▶ _Given passage_
+---+
Modeling Technique: Cluster Analysis
Legend: The Clustering in Tableau and Visualization in Python
N.Magarati
Data Source : https://github.com/nytimes/covid-19-data
Last Updated: 04/07/2020
I used a clustering in Tableau where I tried to visualize the total number of cases and the total number of deaths starting from January to date in the United States. I divided all the states into 5 clusters based on the average number of cases and the average number of deaths. I indicate each cluster with different shapes and colors. As we can see the virus has quickly grown over time and New York has the highest number of cases and death rates among all the states in April. In the month of March New York and New Jersey had higher cases and death rates.
From the above clustering, we can observe that initially the clusters were concentrated among different cities in the US. But NewJersey’s clusters started to rise exponentially eventually hitting New York the hardest so far. It could be because of the population density of New York. It is an obvious fact that COVID is more prone to cities with higher population density.
Below is the different visualization of data using python.
Fig i shows average cases of Covid recorded by different dates whereas fig ii illustrates averages death by Covid recorded by different dates. These figures are self-explanatory as to stress importance of social distancing to save lives. The curve of deaths and cases are similar.
Fig i: Plot of cases vs date
Fig ii: Plot of Deaths vs date
Fig iii: Scatterplot of Cases vs Deaths
The above scatterplot illustrates the cases and deaths, which is increasing exponentially. It is quite imperative that failure to contain Covid could result some serious rise in these numbers.
+---+
▶ _Complete the following_
1. List every figure caption in the cluster analysis text.
2. Copy the part of the cluster analysis text that begins at the words "Below is the" and stops after "cases are similar.", switching "social distancing" to "mask wearing".
+---+
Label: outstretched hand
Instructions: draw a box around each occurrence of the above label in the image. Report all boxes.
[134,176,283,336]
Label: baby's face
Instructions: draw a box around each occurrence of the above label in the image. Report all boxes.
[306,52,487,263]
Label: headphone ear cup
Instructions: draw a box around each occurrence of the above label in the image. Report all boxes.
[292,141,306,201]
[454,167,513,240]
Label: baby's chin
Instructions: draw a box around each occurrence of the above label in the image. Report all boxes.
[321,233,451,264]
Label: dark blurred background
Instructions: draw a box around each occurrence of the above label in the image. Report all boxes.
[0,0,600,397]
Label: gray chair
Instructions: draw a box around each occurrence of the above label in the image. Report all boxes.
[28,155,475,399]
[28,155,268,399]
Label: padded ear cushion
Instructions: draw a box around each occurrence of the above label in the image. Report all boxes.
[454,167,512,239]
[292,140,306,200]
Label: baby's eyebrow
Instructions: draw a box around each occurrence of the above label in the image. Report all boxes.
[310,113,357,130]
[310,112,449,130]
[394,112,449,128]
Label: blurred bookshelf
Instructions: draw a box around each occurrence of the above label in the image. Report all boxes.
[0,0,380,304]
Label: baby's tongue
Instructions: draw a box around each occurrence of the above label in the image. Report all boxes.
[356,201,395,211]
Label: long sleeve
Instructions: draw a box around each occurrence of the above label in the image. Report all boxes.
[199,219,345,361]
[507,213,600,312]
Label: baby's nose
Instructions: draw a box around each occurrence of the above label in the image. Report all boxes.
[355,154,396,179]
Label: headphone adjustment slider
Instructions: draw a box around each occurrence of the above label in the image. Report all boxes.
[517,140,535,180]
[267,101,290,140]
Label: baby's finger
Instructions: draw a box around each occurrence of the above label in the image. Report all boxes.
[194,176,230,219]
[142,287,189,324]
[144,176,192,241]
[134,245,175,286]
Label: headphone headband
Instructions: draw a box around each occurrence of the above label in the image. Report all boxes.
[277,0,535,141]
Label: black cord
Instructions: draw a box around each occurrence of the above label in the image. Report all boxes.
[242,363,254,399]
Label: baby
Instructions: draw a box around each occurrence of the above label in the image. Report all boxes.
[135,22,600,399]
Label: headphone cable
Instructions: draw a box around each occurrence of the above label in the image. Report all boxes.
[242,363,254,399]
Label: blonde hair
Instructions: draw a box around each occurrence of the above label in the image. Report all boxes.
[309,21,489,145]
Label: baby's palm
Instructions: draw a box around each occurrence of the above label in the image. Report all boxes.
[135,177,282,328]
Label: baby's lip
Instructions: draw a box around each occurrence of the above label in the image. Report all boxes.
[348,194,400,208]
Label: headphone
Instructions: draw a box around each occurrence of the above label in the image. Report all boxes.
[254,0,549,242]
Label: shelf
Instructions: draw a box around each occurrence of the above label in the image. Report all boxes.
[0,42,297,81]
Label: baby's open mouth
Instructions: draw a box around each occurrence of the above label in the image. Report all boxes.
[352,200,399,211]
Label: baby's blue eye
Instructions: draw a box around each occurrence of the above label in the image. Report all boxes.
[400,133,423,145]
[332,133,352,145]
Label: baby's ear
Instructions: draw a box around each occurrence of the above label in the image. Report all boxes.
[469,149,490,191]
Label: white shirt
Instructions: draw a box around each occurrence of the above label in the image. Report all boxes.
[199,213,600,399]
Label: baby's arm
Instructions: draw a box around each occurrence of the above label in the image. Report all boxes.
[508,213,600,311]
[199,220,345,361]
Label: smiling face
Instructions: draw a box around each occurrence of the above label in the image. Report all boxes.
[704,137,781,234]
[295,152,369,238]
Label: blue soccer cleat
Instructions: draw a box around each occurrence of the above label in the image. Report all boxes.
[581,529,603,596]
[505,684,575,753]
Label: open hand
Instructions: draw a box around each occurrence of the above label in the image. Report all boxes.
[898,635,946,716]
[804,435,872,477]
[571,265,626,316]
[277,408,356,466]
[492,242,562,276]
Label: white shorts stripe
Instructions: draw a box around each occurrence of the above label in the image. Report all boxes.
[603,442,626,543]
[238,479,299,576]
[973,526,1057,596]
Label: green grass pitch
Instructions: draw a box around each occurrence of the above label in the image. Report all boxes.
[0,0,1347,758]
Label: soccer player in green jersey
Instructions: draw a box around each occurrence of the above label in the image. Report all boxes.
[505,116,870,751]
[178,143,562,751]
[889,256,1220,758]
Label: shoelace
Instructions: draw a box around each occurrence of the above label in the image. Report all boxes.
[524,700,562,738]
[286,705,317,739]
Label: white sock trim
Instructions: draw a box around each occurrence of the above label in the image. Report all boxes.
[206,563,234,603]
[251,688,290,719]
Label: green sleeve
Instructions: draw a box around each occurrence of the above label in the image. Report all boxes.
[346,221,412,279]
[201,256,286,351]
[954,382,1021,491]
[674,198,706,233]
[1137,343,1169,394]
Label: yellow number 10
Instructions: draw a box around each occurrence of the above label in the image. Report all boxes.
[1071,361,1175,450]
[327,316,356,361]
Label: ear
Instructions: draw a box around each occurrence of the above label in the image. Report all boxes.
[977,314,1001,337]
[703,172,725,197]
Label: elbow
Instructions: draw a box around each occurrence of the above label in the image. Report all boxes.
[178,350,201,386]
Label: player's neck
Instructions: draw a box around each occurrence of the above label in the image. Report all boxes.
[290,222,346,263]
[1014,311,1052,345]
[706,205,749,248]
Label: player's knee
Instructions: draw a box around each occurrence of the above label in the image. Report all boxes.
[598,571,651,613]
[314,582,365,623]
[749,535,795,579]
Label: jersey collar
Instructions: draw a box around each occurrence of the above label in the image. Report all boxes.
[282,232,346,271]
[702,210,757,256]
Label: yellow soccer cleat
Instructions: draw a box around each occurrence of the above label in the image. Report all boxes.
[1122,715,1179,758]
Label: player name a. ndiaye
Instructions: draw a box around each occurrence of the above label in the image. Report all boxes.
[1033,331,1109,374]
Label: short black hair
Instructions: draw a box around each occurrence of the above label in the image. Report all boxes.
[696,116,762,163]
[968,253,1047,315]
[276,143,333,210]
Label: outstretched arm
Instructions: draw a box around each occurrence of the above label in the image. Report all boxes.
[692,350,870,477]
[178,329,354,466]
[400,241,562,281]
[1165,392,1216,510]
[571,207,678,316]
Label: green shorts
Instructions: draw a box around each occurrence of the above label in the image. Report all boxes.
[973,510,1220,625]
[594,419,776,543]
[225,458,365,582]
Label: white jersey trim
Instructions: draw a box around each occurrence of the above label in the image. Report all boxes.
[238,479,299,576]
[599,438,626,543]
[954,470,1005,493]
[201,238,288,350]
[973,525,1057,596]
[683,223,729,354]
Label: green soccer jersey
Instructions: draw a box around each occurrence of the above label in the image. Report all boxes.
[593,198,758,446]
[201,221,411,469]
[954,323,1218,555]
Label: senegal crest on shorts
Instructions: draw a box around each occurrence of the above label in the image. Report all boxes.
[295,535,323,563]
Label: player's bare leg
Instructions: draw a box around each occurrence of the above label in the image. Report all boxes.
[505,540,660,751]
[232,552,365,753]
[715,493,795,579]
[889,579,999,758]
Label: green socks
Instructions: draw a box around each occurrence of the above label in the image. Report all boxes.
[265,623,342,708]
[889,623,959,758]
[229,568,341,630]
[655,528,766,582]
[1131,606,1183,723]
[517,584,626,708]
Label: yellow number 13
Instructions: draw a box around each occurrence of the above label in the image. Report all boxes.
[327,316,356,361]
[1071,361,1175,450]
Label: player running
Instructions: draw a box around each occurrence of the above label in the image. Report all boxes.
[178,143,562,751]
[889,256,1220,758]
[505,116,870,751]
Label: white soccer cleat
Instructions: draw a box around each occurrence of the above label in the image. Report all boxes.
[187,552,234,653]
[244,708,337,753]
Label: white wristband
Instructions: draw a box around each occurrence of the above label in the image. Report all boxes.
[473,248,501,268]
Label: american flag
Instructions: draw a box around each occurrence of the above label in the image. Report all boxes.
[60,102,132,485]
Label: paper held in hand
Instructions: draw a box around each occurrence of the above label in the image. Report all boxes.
+---+
▶ _Answer list_
1.
Fig i: Plot of cases vs date
Fig ii: Plot of Deaths vs date
Fig iii: Scatterplot of Cases vs Deaths

2.
Below is the different visualization of data using python.
Fig i shows average cases of Covid recorded by different dates whereas fig ii illustrates averages death by Covid recorded by different dates. These figures are self-explanatory as to stress importance of mask wearing to save lives. The curve of deaths and cases are similar.